Problem statement:
Lay out every line of the items below as a numbered list, leaving out any blank lines.

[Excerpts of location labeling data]
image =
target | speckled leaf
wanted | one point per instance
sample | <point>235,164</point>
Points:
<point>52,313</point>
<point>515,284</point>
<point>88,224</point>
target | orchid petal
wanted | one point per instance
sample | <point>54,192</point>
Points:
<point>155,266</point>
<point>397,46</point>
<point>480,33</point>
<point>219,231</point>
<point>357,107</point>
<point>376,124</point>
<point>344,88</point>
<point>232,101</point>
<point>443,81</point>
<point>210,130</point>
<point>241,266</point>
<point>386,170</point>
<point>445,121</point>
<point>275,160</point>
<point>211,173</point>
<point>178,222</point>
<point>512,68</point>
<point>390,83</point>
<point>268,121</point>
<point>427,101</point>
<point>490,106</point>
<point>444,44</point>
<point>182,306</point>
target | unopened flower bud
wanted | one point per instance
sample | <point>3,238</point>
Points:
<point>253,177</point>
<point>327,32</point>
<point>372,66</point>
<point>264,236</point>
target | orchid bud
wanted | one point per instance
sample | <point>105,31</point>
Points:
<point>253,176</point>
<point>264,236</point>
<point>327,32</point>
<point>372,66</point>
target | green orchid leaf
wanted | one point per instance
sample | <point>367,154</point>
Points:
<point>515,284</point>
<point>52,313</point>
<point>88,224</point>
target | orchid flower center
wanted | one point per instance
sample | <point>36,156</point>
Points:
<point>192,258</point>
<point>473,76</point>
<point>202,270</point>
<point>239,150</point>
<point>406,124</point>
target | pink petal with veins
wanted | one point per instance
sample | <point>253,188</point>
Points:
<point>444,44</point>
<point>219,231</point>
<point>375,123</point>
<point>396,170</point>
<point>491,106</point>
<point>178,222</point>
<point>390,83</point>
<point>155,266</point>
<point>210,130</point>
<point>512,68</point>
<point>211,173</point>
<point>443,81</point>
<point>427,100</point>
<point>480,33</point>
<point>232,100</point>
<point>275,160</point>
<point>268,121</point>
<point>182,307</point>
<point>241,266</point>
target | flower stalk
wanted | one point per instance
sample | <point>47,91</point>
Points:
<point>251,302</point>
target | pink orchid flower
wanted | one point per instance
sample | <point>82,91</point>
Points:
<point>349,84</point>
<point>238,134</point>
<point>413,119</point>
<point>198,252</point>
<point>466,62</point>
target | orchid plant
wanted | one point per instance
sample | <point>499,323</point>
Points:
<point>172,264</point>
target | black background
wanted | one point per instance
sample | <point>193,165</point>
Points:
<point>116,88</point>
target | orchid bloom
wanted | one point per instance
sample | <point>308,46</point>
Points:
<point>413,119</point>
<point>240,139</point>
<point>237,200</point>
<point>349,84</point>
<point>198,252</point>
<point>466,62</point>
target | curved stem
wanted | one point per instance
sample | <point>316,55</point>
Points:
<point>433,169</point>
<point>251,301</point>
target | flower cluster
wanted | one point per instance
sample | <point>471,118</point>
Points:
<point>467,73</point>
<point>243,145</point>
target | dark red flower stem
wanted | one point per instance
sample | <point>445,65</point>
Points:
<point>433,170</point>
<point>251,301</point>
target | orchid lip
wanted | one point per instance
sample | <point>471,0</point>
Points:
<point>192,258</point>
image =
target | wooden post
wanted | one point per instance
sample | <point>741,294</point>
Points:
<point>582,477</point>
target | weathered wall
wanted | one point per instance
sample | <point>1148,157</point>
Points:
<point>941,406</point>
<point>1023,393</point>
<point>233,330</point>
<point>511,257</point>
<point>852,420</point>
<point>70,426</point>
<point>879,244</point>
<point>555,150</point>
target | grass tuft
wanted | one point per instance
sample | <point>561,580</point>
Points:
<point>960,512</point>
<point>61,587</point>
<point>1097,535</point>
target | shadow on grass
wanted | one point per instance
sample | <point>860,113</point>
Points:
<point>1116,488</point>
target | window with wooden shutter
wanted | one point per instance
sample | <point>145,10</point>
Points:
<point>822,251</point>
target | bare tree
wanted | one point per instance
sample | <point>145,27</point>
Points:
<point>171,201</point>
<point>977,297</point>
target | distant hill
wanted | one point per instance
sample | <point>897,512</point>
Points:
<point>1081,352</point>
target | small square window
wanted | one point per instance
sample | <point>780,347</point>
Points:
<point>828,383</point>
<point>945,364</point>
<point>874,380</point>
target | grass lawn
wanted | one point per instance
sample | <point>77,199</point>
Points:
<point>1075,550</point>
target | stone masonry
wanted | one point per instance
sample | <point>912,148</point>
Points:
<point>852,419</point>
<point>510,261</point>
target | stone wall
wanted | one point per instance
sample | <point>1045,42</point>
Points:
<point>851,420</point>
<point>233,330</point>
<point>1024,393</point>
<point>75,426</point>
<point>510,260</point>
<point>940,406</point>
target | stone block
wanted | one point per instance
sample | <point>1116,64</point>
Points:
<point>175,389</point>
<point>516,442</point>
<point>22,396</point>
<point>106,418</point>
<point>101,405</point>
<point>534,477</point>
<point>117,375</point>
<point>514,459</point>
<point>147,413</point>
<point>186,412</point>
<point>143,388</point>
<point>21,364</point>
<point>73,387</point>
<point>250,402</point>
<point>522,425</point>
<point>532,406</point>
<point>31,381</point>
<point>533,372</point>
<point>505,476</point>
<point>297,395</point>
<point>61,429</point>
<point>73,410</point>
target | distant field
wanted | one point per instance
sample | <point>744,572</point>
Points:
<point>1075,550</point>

Response to the exercise:
1. image =
2. target | speckled leaf
3. wanted | one point per instance
4. sample | <point>235,164</point>
5. Points:
6. <point>52,313</point>
7. <point>515,284</point>
8. <point>88,224</point>
9. target | orchid petal
10. wanted | one point per instance
11. sample | <point>54,192</point>
12. Points:
13. <point>155,266</point>
14. <point>397,46</point>
15. <point>480,33</point>
16. <point>219,231</point>
17. <point>357,107</point>
18. <point>376,124</point>
19. <point>344,88</point>
20. <point>232,101</point>
21. <point>443,81</point>
22. <point>210,130</point>
23. <point>241,266</point>
24. <point>386,170</point>
25. <point>445,121</point>
26. <point>275,160</point>
27. <point>211,173</point>
28. <point>178,222</point>
29. <point>512,68</point>
30. <point>390,83</point>
31. <point>268,121</point>
32. <point>427,101</point>
33. <point>490,106</point>
34. <point>444,44</point>
35. <point>182,306</point>
36. target | unopened flower bud
37. wanted | one point per instance
38. sample | <point>3,238</point>
39. Points:
40. <point>253,177</point>
41. <point>327,32</point>
42. <point>372,66</point>
43. <point>264,236</point>
44. target | orchid bud
45. wanted | one point per instance
46. sample | <point>105,31</point>
47. Points:
48. <point>253,176</point>
49. <point>264,236</point>
50. <point>327,32</point>
51. <point>372,66</point>
52. target | green orchid leaf
53. wanted | one point per instance
54. sample | <point>367,154</point>
55. Points:
56. <point>515,284</point>
57. <point>52,313</point>
58. <point>88,224</point>
59. target | orchid flower center
60. wanted | one point per instance
61. sample | <point>36,156</point>
62. Points:
63. <point>192,258</point>
64. <point>473,76</point>
65. <point>202,270</point>
66. <point>239,150</point>
67. <point>406,124</point>
68. target | pink petal with veins
69. wanted | one point per instance
70. sample | <point>253,188</point>
71. Points:
72. <point>444,44</point>
73. <point>219,231</point>
74. <point>375,123</point>
75. <point>396,170</point>
76. <point>491,106</point>
77. <point>178,222</point>
78. <point>390,83</point>
79. <point>155,266</point>
80. <point>210,130</point>
81. <point>512,68</point>
82. <point>211,173</point>
83. <point>443,81</point>
84. <point>427,100</point>
85. <point>480,33</point>
86. <point>232,100</point>
87. <point>275,160</point>
88. <point>268,121</point>
89. <point>182,307</point>
90. <point>241,266</point>
91. target | flower stalk
92. wanted | one point per instance
93. sample | <point>47,91</point>
94. Points:
95. <point>251,302</point>
96. target | pink orchid flower
97. wanted | one point per instance
98. sample | <point>82,91</point>
99. Points:
100. <point>349,84</point>
101. <point>238,134</point>
102. <point>413,119</point>
103. <point>198,252</point>
104. <point>466,62</point>
105. target | orchid plant
106. wanted | one point per instance
107. sample | <point>499,323</point>
108. Points:
109. <point>172,264</point>
110. target | black background
111. wanted | one point per instance
112. sample | <point>193,165</point>
113. Points:
114. <point>116,88</point>
115. target | orchid bloom
116. wanted | one point per instance
117. sample | <point>308,46</point>
118. Points:
119. <point>413,119</point>
120. <point>240,139</point>
121. <point>237,200</point>
122. <point>349,84</point>
123. <point>198,252</point>
124. <point>466,62</point>
125. target | curved stem
126. wanted | one point per instance
127. sample | <point>316,55</point>
128. Points:
129. <point>433,169</point>
130. <point>251,301</point>
131. target | flower cluster
132. wanted | one point per instance
133. sample | <point>471,118</point>
134. Points:
135. <point>467,73</point>
136. <point>243,145</point>
137. target | dark red flower stem
138. wanted | one point per instance
139. sample | <point>445,65</point>
140. Points:
141. <point>433,170</point>
142. <point>251,301</point>
143. target | orchid lip
144. wanted | one point per instance
145. sample | <point>471,0</point>
146. Points:
147. <point>192,258</point>
148. image =
149. target | wooden post
150. wanted | one point per instance
151. sample | <point>741,294</point>
152. Points:
153. <point>582,477</point>
154. target | weathered wall
155. wanted | one point per instance
156. sample | <point>1148,157</point>
157. Points:
158. <point>941,406</point>
159. <point>1023,393</point>
160. <point>233,330</point>
161. <point>511,257</point>
162. <point>852,420</point>
163. <point>70,426</point>
164. <point>879,244</point>
165. <point>555,150</point>
166. target | grass tuft
167. wanted | one point per instance
168. sample | <point>561,580</point>
169. Points:
170. <point>960,512</point>
171. <point>61,587</point>
172. <point>1097,535</point>
173. target | shadow on grass
174. wanted | one point per instance
175. sample | <point>860,113</point>
176. Points:
177. <point>1116,488</point>
178. target | window with wooden shutter
179. wanted | one point per instance
180. sample | <point>145,10</point>
181. Points:
182. <point>822,251</point>
183. target | bare tree
184. wanted | one point per instance
185. sample | <point>145,27</point>
186. Points:
187. <point>171,201</point>
188. <point>977,297</point>
189. target | distant hill
190. wanted | one point per instance
191. sample | <point>897,512</point>
192. Points:
193. <point>1081,352</point>
194. target | small square window
195. wanted | one point per instance
196. sample | <point>780,347</point>
197. Points:
198. <point>828,383</point>
199. <point>945,364</point>
200. <point>874,380</point>
201. target | grass lawn
202. wanted | one point per instance
203. sample | <point>77,199</point>
204. Points:
205. <point>1075,550</point>
206. target | stone masonry
207. wanted | one point per instance
208. sample | <point>912,148</point>
209. Points:
210. <point>852,419</point>
211. <point>510,261</point>
212. target | stone wall
213. wanted | one point per instance
214. sample | <point>1045,42</point>
215. Points:
216. <point>851,420</point>
217. <point>233,330</point>
218. <point>1024,393</point>
219. <point>75,426</point>
220. <point>510,260</point>
221. <point>940,406</point>
222. target | stone block
223. wanted | one point per instance
224. sample | <point>1116,64</point>
225. Points:
226. <point>175,389</point>
227. <point>516,442</point>
228. <point>22,396</point>
229. <point>106,418</point>
230. <point>101,405</point>
231. <point>534,477</point>
232. <point>117,375</point>
233. <point>514,459</point>
234. <point>147,413</point>
235. <point>186,412</point>
236. <point>143,388</point>
237. <point>21,364</point>
238. <point>73,387</point>
239. <point>250,402</point>
240. <point>522,425</point>
241. <point>532,406</point>
242. <point>31,381</point>
243. <point>533,372</point>
244. <point>505,476</point>
245. <point>297,395</point>
246. <point>61,429</point>
247. <point>73,410</point>
248. target | distant field
249. wanted | one point per instance
250. sample | <point>744,572</point>
251. Points:
252. <point>1075,550</point>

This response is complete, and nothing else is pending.